- Analisi del materiale
(1) Secondo il testo sullo stato di emergenza, in quale data scade il mandato di Mattarella?
(2) Riassuma in due frasi il testo sullo stato di emergenza.

- Testo dell'esercizio
◆ ◆ ◆ ◆

Lo stato di emergenza come antidoto all’instabilità politica
Il governo e la sua frastagliata maggioranza parlamentare sono allo scatto finale per concludere nelle prossime settimane o, al più tardi, entro la fine dell’anno le partite più importanti di questa fase della Legislatura.
Reddito di cittadinanza, revisione di “quota 100”, legge sulla concorrenza, poi il fisco e infine la legge di Bilancio. Senza dimenticare le tante altre riforme collegate all’attuazione del Pnrr. Argomenti che nel complesso minano alla radice la stabilità della maggioranza e consumano le fibre di partiti già deboli e nervosi, rendendo sempre più faticosa la quotidiana opera di mediazione del primo ministro Mario Draghi.
Per queste ragioni a nove mesi dalla sua (trionfale) entrata in carica, oggi l’esecutivo mostra i segni di un pericoloso logoramento. Con annesso rallentamento dell’attività governativa. L’urgenza di chiudere rapidamente i dossier più impegnativi si lega naturalmente al rebus del Quirinale, che aleggia come un macigno sulla politica italiana tutta. Per scegliere il successore di Mattarella, il cui mandato scade il 3 febbraio, i grandi elettori saranno chiamati a raccolta in Parlamento durante la prima settimana di gennaio.
In settimana la presa di posizione di Mattarella contro la sua rielezione ha aumentato la confusione nei partiti e, se possibile, l’allarme nel governo. Visto che a prescindere dall’esito del risiko del Colle l’anno nuovo porterà con sé un’alternativa secca – elezioni anticipate o fine naturale della legislatura nel 2023 – il timore di Palazzo Chigi è che in entrambi i casi i partiti opteranno per la modalità da campagna elettorale, nel tentativo di recuperare quote del consenso perduto dopo la paralisi degli ultimi anni.
Ma se così fosse la conseguenza più probabile sarebbe un ulteriore rallentamento nell’esecuzione dell’agenda di governo, con annesso rischio-paralisi in un anno che si annuncia decisivo per il rilancio del paese e la “messa a terra” del piano di ripresa. Inoltre, a livello generale, si tratterebbe dell’ennesima conferma che il sistema-Italia tende alla stasi e al “non-governo”. I segni di dette tendenze sono già ravvisabili nelle difficoltà sperimentate dall’esecutivo in queste settimane.
Così, lo spettro della paralisi politica in vista del conclave laico di gennaio combinato alla necessità (immediata) di compattare una maggioranza a rischio implosione spiegano perché, nel frattempo, nel dibattito pubblico sia tornato in auge con forza il tema dell’estensione dello stato di emergenza.
Fatta salva la ripartenza dei contagi e la quarta ondata che sta dilagando nel Vecchio Continente, appare evidente che nei calcoli del governo il suo prolungamento rappresenta lo strumento più valido per garantire la stabilità del paese, proteggere la ripresa economica e la salute dei cittadini, ma soprattutto per imporre un’altra assunzione di responsabilità alle varie anime della maggioranza in un momento di loro scollamento.
Se è vero che l’utilità dello stato di emergenza sta nella sua capacità di velocizzare gli interventi contro il virus, non è un mistero che anche nella coalizione parlamentare che sostiene il governo ci sia chi lo consideri un atto autoritario. Per questo la scelta creerà malcontento e polemiche: per esempio, il capo della Lega Matteo Salvini ancora nelle scorse settimane dava per scontata la fine dello stato d’emergenza e anche dell’uso del certificato verde all’inizio del nuovo anno.
Per i maligni si tratterebbe inoltre di un’espediente del governo per allontanare lo scenario delle elezioni anticipate e blindare la posizione del primo ministro in vista della fase d’instabilità politica legata all’elezione del capo dello Stato. Difficile stupirsene. La cronaca delle ultime settimane ci ricorda infatti che la quota di irriducibili no vax non accenna a calare e che le proteste di piazza contro il certificato verde non si fermano.

◆ ◆ ◆ ◆

- Dati da esaminare
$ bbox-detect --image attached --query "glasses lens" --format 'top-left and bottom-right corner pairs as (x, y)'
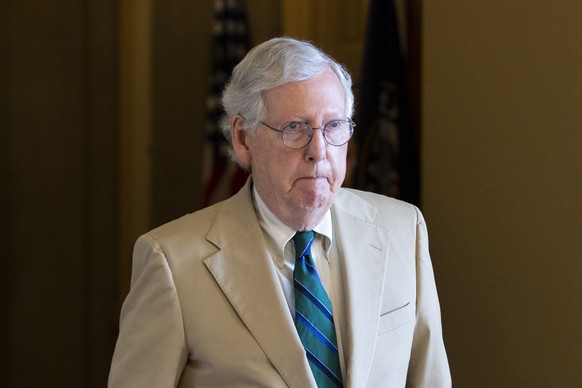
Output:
(323, 120), (353, 146)
(281, 122), (311, 150)
(281, 120), (354, 150)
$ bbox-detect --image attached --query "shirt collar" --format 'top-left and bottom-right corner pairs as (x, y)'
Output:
(253, 185), (333, 265)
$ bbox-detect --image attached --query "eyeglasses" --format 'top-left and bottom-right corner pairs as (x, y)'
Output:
(260, 120), (356, 150)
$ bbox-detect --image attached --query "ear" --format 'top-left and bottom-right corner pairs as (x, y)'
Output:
(230, 115), (252, 166)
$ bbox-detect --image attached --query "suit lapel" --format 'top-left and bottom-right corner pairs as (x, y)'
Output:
(333, 193), (389, 387)
(204, 184), (315, 387)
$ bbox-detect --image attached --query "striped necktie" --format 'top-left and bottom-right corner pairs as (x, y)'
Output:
(293, 231), (343, 388)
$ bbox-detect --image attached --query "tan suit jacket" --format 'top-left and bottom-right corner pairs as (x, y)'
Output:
(109, 180), (451, 388)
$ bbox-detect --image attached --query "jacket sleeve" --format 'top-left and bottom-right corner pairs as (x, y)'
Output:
(406, 209), (451, 388)
(108, 235), (188, 388)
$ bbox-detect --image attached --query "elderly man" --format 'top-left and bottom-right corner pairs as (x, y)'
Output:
(109, 38), (451, 388)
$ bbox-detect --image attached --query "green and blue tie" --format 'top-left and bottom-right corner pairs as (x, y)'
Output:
(293, 231), (343, 388)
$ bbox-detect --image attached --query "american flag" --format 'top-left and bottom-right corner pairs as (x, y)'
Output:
(355, 0), (419, 205)
(202, 0), (249, 206)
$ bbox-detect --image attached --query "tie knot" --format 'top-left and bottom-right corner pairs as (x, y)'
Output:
(293, 230), (314, 259)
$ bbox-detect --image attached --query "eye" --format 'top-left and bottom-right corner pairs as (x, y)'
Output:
(325, 120), (344, 131)
(283, 121), (303, 132)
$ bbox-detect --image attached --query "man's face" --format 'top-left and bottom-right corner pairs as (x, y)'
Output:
(240, 69), (348, 230)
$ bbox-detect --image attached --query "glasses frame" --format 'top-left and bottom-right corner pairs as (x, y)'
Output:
(259, 119), (356, 150)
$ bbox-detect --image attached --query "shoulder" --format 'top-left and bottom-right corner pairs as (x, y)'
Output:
(336, 188), (422, 220)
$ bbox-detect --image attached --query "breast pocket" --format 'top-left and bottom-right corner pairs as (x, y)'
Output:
(378, 302), (414, 335)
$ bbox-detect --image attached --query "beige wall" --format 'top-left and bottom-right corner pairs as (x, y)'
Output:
(422, 0), (582, 388)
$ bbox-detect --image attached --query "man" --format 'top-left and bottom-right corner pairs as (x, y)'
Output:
(109, 38), (451, 388)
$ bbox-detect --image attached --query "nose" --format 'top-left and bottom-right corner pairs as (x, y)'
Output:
(306, 128), (327, 162)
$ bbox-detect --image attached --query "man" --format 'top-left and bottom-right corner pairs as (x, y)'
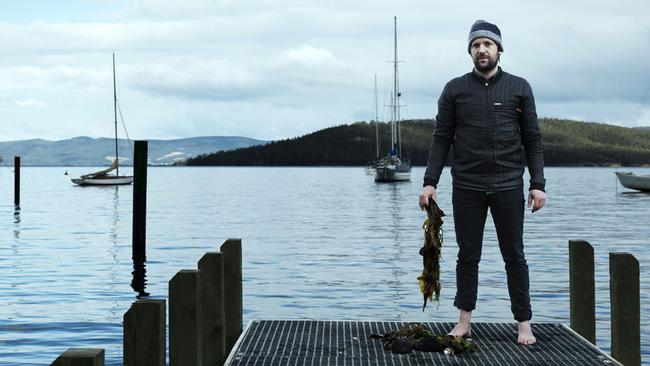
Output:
(420, 20), (546, 345)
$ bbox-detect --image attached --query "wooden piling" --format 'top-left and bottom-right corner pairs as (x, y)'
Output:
(123, 299), (167, 366)
(609, 253), (641, 366)
(132, 141), (148, 260)
(169, 269), (203, 366)
(51, 348), (104, 366)
(14, 156), (20, 206)
(221, 239), (244, 353)
(569, 240), (596, 344)
(198, 252), (227, 365)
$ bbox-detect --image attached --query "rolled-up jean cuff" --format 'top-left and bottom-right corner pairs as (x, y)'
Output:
(454, 300), (476, 311)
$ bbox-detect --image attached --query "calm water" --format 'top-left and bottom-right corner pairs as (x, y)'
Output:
(0, 166), (650, 365)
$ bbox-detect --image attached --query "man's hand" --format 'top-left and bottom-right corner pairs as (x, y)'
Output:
(524, 189), (546, 212)
(420, 186), (438, 210)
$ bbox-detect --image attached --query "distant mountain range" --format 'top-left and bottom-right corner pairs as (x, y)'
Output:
(0, 136), (268, 166)
(185, 118), (650, 166)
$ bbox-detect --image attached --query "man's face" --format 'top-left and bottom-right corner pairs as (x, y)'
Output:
(470, 38), (500, 72)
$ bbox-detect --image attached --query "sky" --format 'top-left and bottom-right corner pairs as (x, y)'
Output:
(0, 0), (650, 141)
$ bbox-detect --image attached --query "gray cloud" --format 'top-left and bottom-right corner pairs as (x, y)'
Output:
(0, 0), (650, 140)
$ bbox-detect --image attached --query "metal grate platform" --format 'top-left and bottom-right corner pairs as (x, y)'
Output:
(225, 320), (620, 366)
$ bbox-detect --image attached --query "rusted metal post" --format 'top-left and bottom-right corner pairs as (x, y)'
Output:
(132, 141), (148, 263)
(198, 252), (227, 366)
(169, 269), (203, 366)
(14, 156), (20, 207)
(569, 240), (596, 344)
(609, 253), (641, 366)
(123, 299), (167, 366)
(51, 348), (104, 366)
(221, 239), (244, 354)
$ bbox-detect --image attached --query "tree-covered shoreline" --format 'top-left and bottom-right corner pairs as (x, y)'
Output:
(184, 118), (650, 166)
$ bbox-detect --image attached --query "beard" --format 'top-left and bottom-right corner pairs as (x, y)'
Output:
(474, 53), (501, 73)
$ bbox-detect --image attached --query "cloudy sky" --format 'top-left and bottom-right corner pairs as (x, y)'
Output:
(0, 0), (650, 141)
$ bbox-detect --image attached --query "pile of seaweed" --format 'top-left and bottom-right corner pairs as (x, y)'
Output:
(370, 323), (478, 355)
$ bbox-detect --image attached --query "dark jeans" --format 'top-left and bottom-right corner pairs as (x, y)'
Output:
(453, 187), (532, 321)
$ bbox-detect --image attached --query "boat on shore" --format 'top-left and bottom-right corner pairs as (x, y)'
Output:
(375, 17), (411, 182)
(616, 172), (650, 192)
(71, 54), (133, 186)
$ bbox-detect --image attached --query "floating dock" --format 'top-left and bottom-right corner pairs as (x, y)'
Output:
(225, 320), (621, 366)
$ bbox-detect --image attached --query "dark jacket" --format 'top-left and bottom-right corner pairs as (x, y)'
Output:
(424, 68), (546, 192)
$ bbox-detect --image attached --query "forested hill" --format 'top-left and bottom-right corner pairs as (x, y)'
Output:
(186, 118), (650, 166)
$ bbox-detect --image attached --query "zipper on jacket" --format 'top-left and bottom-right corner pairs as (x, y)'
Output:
(485, 81), (496, 193)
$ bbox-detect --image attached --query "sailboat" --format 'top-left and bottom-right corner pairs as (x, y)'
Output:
(375, 17), (411, 182)
(71, 54), (133, 186)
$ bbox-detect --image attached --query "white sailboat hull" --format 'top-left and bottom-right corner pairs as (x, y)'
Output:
(375, 169), (411, 182)
(616, 172), (650, 192)
(71, 176), (133, 186)
(375, 156), (411, 182)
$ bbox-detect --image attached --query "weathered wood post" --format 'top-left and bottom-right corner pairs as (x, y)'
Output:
(169, 269), (203, 366)
(132, 141), (148, 261)
(609, 253), (641, 366)
(198, 252), (227, 365)
(14, 156), (20, 206)
(51, 348), (104, 366)
(123, 299), (167, 366)
(221, 239), (244, 354)
(569, 240), (596, 344)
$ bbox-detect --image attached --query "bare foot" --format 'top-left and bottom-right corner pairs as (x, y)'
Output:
(517, 320), (537, 346)
(447, 310), (472, 337)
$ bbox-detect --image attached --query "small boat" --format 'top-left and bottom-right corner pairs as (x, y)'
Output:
(375, 17), (411, 182)
(616, 172), (650, 192)
(72, 54), (133, 186)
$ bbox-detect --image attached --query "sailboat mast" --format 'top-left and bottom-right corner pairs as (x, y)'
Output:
(375, 74), (379, 160)
(392, 17), (402, 158)
(113, 52), (120, 176)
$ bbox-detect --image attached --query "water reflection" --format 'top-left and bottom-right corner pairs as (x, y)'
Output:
(131, 258), (149, 299)
(377, 182), (408, 320)
(14, 205), (20, 239)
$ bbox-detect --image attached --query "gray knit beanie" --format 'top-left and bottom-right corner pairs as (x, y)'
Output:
(467, 19), (503, 52)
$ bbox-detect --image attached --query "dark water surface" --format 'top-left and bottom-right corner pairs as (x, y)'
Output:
(0, 166), (650, 365)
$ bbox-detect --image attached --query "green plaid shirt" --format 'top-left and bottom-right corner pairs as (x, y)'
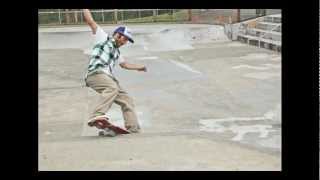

◆ ◆ ◆ ◆

- Risposte scritte
(1) Il 3 febbraio.

(2) Il governo Draghi, alle prese con riforme che logorano una maggioranza frastagliata e con l'imminente scelta del successore di Mattarella, teme che i partiti passino alla modalità da campagna elettorale, rallentando ulteriormente l'agenda di governo. Per questo è tornata nel dibattito pubblico l'estensione dello stato di emergenza, che il governo considera lo strumento più valido per garantire stabilità e responsabilizzare la maggioranza, mentre una parte della coalizione la ritiene un atto autoritario.